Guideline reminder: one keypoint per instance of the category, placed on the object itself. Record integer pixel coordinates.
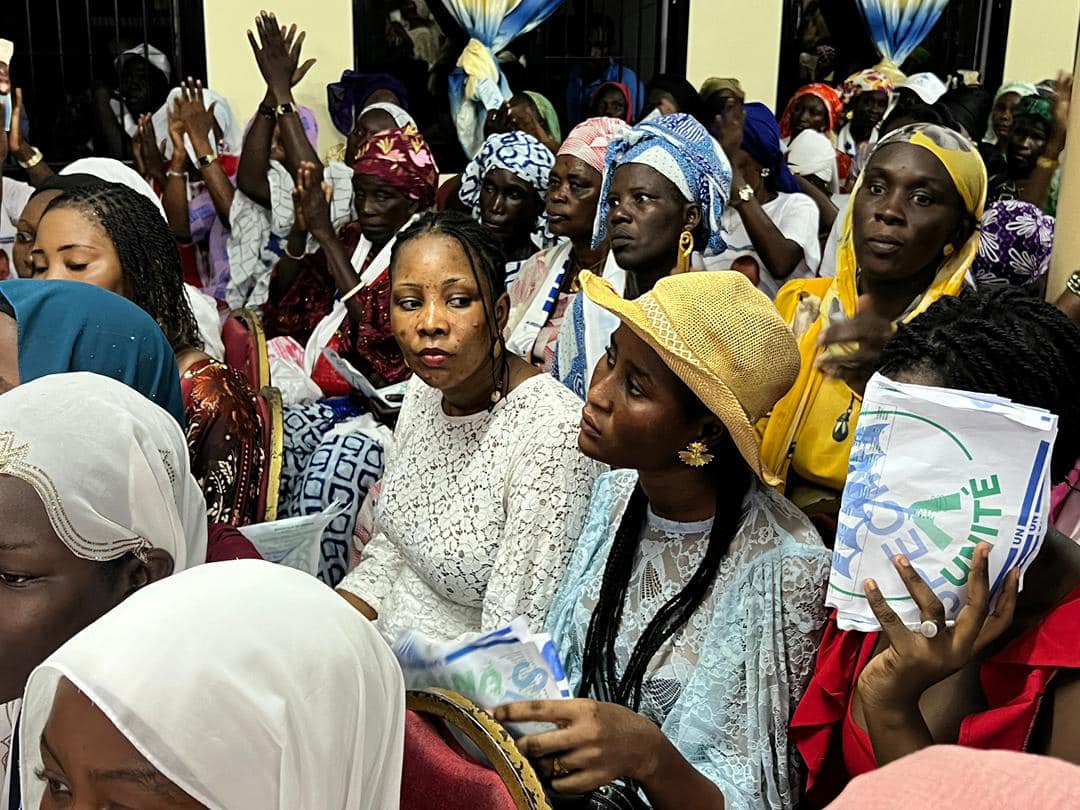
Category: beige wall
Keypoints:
(1042, 38)
(231, 68)
(739, 38)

[INSTRUCTIONS FOR THE TASK]: Update the records by changing "beige" to "cream" wherever it appears, leaving everything else the same. Omit the pictures from your answer.

[OUTPUT FOR THIS EXERCISE]:
Guideline reminder: one keypoint per instance of the category, placed on the object itself. Record integer pixel coordinates.
Category: cream wall
Keypoints:
(1042, 38)
(231, 68)
(739, 38)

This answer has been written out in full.